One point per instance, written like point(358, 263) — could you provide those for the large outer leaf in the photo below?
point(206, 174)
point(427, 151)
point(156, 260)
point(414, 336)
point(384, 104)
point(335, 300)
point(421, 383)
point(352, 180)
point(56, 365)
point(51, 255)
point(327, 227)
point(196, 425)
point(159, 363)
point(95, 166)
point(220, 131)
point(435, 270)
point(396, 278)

====

→ **Short problem**
Please rewrite the lines above with "small inner leaf" in place of "large outer leaf", leaving everything else as it is.

→ **Output for this exercise**
One point per instance, written like point(358, 263) — could you provide those for the small inner leaf in the photo below?
point(206, 174)
point(427, 151)
point(156, 260)
point(414, 336)
point(384, 104)
point(335, 300)
point(421, 383)
point(352, 180)
point(56, 365)
point(51, 255)
point(327, 227)
point(196, 425)
point(159, 363)
point(95, 166)
point(220, 131)
point(435, 270)
point(396, 278)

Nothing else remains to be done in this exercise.